The records are to be repeated in full, with the images removed.

RECORDS SUPPLIED: Begin

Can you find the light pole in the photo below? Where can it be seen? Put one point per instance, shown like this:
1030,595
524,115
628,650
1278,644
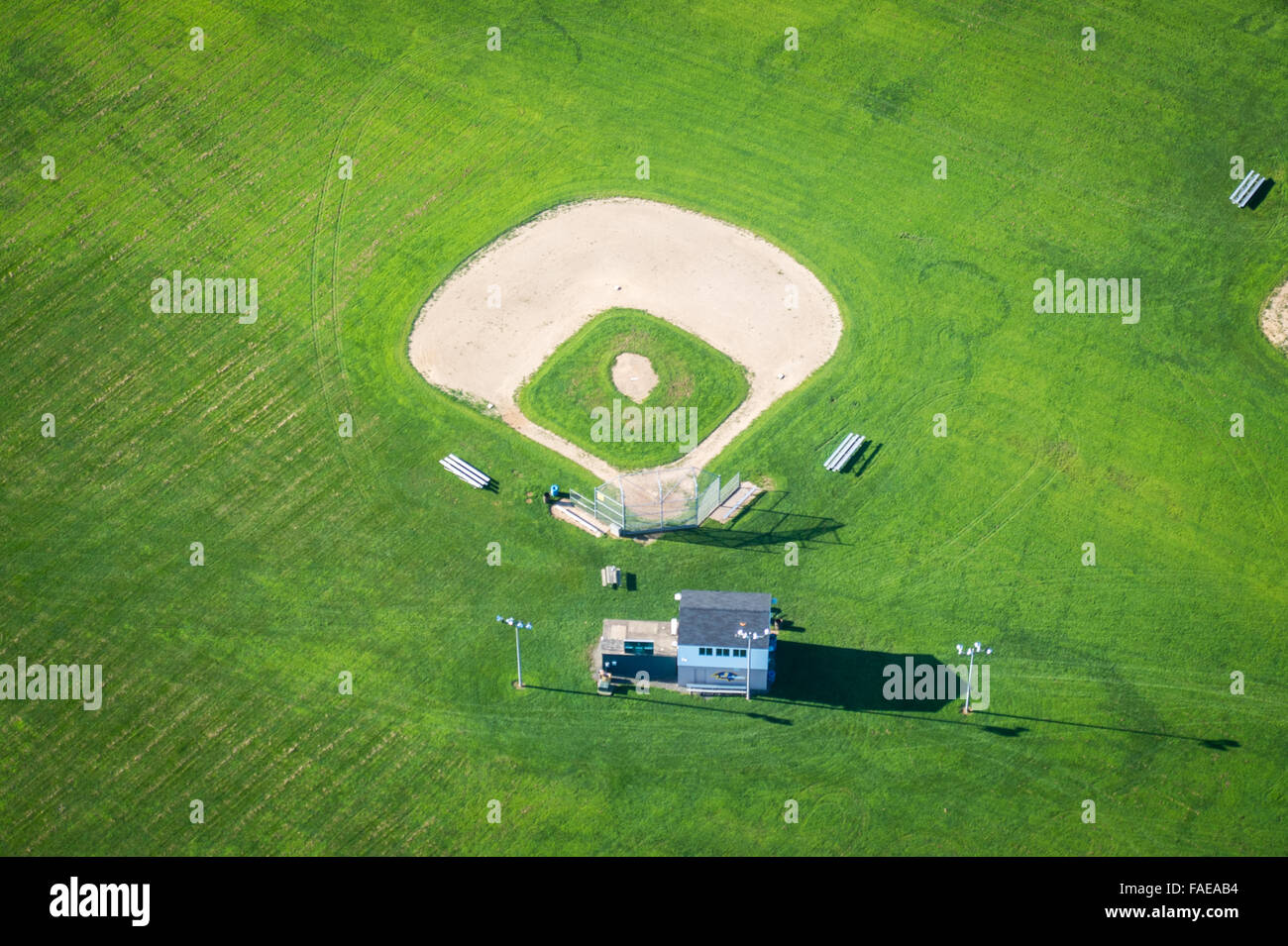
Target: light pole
973,650
747,636
518,657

RECORDS SUPPLIED: End

FINAL ANSWER
Can you find the light pole in the photo below? Where can it be seen? Put one point per instance, shown like this:
1030,595
524,115
628,650
1278,644
Target: light pole
973,650
747,636
518,657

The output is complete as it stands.